Task prompt: Reproduce the records below word for word, from the line containing "of the packed" to the line containing "(1131, 688)", including both of those lines. Give only those lines.
— start —
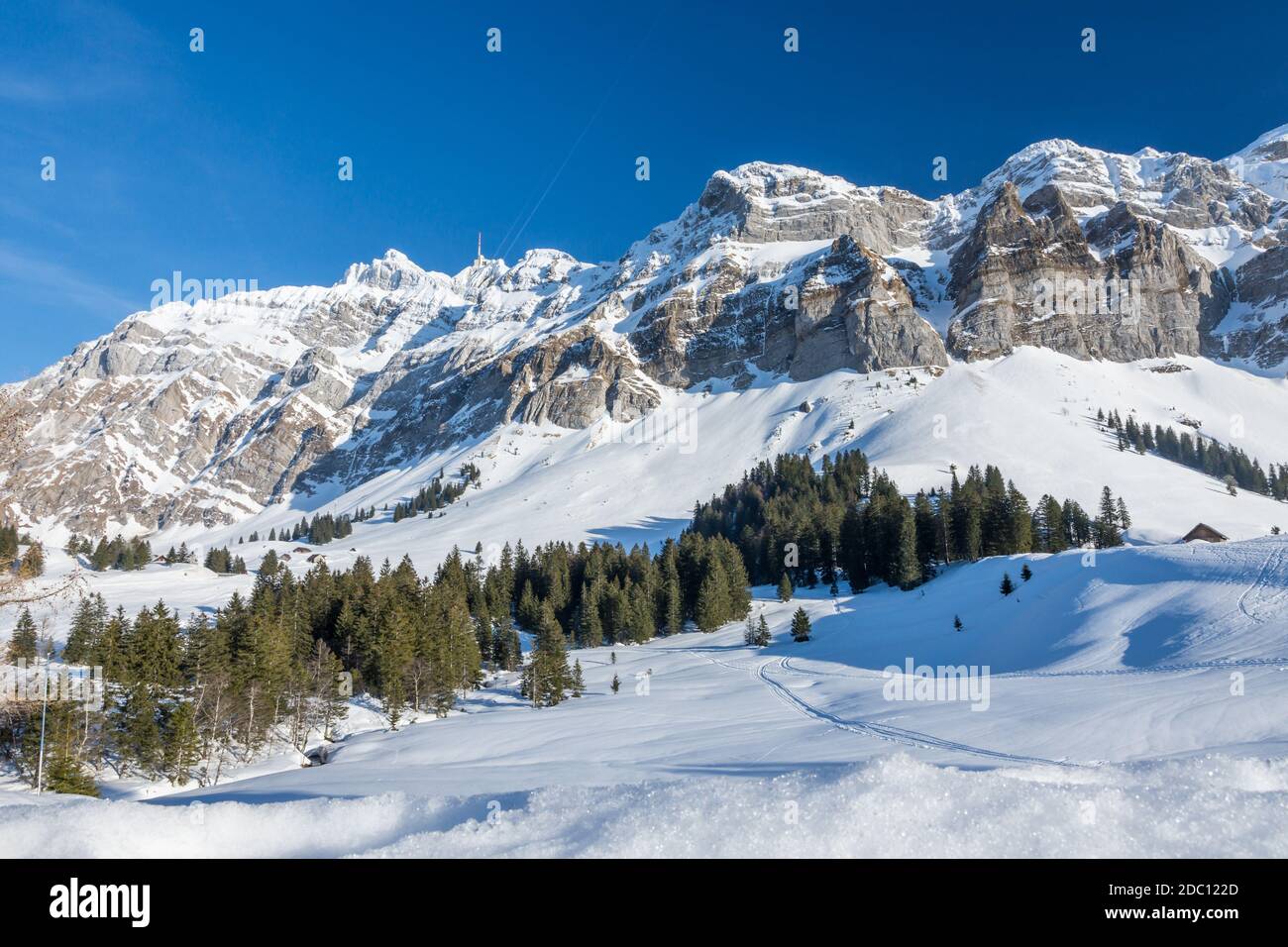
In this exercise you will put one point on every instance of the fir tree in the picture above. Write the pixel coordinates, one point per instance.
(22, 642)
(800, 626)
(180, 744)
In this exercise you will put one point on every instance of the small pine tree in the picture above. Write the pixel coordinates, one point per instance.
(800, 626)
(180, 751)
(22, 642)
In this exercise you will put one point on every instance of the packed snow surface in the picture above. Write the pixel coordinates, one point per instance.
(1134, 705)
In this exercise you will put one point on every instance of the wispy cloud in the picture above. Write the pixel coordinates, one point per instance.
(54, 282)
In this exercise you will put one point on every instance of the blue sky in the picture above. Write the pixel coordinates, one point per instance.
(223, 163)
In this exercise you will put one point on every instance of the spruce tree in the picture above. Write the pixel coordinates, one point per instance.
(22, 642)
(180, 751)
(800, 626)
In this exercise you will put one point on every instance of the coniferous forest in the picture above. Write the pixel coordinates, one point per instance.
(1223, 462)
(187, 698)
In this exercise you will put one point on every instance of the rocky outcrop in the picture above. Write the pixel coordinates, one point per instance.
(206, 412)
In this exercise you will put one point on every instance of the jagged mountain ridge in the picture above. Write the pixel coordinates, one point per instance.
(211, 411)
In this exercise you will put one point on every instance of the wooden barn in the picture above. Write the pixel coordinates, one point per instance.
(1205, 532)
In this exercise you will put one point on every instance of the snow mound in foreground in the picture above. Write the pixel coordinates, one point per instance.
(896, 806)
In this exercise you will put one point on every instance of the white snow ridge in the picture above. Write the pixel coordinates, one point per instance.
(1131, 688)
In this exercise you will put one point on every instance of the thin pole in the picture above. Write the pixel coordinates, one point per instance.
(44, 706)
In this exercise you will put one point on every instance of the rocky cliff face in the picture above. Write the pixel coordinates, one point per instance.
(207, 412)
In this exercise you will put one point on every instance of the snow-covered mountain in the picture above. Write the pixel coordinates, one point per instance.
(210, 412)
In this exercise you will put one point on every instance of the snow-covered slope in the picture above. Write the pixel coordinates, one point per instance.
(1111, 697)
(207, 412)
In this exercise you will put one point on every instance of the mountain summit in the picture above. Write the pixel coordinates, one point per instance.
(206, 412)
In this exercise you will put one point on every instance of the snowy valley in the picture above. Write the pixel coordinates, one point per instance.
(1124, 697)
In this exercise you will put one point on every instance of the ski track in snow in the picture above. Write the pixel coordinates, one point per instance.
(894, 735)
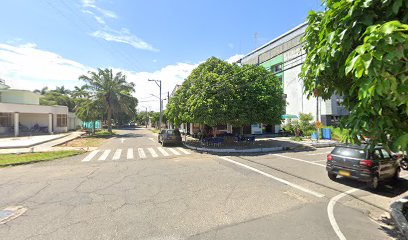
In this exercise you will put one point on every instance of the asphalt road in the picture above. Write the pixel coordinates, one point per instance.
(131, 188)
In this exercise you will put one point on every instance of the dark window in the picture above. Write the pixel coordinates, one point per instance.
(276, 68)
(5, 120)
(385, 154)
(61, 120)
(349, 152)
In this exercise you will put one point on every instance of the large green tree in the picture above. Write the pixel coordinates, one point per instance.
— end —
— start —
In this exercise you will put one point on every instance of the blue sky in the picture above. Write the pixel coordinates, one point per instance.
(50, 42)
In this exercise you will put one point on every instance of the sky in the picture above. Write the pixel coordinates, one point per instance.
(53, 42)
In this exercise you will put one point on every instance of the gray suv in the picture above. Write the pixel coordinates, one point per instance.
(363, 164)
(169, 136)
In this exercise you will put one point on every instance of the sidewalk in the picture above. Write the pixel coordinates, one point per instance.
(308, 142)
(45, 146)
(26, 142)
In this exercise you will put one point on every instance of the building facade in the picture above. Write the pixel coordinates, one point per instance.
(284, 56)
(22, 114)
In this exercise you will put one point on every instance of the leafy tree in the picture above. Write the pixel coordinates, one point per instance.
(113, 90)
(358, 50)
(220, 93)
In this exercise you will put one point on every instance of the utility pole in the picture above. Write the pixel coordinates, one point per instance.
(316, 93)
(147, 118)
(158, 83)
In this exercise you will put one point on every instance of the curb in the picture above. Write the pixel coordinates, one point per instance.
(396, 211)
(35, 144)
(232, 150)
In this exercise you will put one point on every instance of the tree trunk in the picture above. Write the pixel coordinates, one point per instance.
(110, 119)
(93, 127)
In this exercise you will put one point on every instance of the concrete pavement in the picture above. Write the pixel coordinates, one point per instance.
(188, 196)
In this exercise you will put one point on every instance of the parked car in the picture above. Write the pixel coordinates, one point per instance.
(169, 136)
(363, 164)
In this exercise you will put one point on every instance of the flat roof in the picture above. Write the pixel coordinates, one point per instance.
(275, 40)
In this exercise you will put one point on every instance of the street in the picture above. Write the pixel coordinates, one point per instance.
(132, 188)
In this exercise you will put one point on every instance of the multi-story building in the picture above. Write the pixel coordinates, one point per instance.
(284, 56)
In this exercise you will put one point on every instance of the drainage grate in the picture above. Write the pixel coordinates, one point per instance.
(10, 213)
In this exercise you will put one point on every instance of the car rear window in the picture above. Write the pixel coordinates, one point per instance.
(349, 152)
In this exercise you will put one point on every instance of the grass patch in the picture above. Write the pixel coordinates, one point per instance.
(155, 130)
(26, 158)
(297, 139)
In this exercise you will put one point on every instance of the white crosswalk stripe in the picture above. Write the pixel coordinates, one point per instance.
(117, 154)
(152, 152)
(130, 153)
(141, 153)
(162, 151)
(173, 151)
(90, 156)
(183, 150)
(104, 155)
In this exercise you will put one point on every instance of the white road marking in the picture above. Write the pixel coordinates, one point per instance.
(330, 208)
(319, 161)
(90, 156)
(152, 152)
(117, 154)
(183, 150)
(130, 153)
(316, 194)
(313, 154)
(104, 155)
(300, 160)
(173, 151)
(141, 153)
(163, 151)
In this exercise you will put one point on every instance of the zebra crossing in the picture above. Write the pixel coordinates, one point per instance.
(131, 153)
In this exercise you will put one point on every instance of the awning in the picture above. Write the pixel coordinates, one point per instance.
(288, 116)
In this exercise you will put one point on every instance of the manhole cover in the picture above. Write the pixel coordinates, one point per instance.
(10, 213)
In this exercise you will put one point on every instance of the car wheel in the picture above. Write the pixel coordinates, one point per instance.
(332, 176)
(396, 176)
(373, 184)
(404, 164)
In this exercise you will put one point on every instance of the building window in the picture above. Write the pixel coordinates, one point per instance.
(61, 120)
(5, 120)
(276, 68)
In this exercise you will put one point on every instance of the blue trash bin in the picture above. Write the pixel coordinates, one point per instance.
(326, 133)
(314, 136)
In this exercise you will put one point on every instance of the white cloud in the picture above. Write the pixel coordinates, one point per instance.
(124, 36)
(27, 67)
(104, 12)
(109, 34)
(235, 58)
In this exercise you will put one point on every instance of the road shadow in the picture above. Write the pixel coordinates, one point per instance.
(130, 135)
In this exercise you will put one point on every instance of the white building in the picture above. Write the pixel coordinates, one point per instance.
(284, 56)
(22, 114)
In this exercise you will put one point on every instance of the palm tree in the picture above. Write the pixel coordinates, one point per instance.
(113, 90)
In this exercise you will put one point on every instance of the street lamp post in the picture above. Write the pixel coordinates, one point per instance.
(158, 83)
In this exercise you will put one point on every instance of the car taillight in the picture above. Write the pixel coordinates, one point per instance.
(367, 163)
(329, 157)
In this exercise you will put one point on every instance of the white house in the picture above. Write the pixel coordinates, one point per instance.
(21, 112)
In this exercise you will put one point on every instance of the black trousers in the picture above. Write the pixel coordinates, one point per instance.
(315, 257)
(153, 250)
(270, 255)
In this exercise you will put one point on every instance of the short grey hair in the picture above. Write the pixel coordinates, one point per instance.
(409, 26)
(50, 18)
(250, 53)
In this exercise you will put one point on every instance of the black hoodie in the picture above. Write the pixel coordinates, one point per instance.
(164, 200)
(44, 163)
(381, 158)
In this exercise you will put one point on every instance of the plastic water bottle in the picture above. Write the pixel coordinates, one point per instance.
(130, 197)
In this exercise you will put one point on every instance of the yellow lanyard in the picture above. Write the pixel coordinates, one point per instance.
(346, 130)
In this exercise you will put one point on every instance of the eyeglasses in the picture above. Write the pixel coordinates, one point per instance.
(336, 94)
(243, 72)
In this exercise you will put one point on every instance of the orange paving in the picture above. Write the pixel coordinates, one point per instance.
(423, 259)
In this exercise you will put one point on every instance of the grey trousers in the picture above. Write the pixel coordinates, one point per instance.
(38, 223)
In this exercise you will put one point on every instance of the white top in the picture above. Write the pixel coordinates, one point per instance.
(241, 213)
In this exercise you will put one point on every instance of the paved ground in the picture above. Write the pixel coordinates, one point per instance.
— end —
— start —
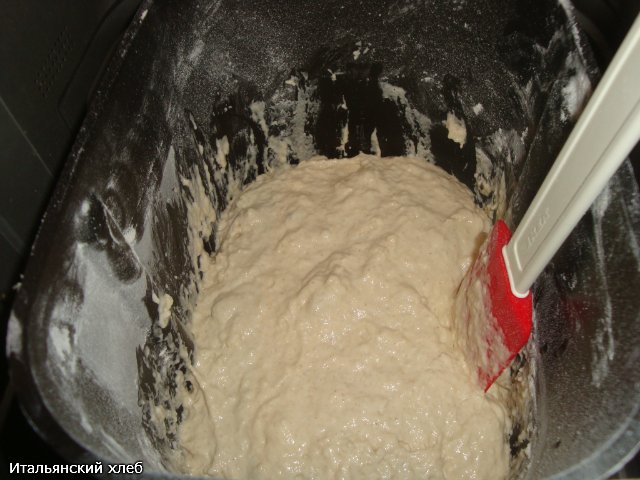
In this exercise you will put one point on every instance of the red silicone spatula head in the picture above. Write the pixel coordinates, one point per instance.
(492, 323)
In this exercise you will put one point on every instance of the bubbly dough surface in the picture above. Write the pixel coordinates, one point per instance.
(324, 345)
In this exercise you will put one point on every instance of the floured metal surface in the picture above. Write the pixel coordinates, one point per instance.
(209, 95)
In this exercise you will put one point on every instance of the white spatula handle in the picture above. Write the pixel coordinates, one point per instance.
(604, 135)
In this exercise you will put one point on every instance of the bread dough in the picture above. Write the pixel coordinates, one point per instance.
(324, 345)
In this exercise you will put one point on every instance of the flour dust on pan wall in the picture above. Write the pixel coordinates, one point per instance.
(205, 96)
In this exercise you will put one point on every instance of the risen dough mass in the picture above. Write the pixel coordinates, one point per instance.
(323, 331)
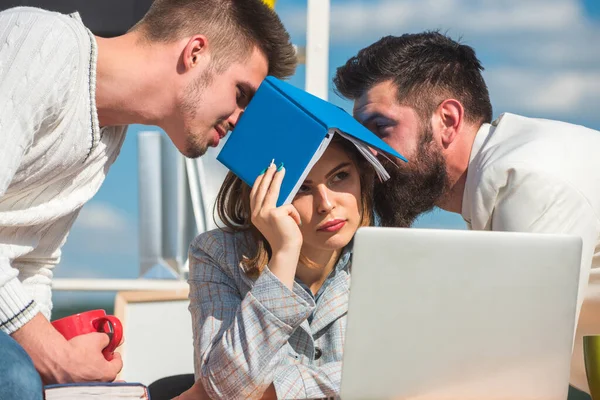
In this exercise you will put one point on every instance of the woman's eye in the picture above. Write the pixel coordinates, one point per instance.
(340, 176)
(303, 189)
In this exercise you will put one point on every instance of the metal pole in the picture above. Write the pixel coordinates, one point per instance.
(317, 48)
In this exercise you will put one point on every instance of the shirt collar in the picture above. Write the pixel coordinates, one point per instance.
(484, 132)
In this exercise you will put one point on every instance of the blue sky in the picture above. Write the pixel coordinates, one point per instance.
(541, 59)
— end —
Written response:
In this exercise you will put one point on every instance of the packed snow surface in the picture above. Write the pixel coordinates, one point per instance.
(1134, 705)
In this exercise you will put one point on every instance of the wispy cloud in the picture above. Write the pixel coordinates, one point per instance.
(54, 282)
In this exercise you will put one point on every instance of the blue sky in the picture above. Write the pixel coordinates, one point per instance.
(223, 163)
In this exercise you will put one point on every instance of the spruce tree in the picture above. Write the pixel coordinates, one point per instance.
(22, 642)
(180, 751)
(800, 626)
In this exercise you will put one point on every instance of the coniferous forest in the picture above. Write the pixel coordinates, one point per instance.
(1223, 462)
(187, 698)
In this exercise you will put one point on every instance of the rocky outcrop in the picture above. Write the pixel coordinates, one point per instance.
(206, 412)
In this exercise you will put one point on every instance of the jagged mountain ridge in the picture above. Write the pixel coordinates, one point per instance.
(211, 411)
In this exercise you will put one point on every instance of the wooden barn in the picture above. Write the pixel coordinates, one point per instance.
(1205, 532)
In this exercise you will put one point on every instance of the snow mound in foreground in the picture above. Write the pixel coordinates, one point per instance.
(896, 806)
In this exercise you will put one point on every instance of the white snow ridge in the picture above. Write the pixel coordinates, one point per instance.
(1131, 688)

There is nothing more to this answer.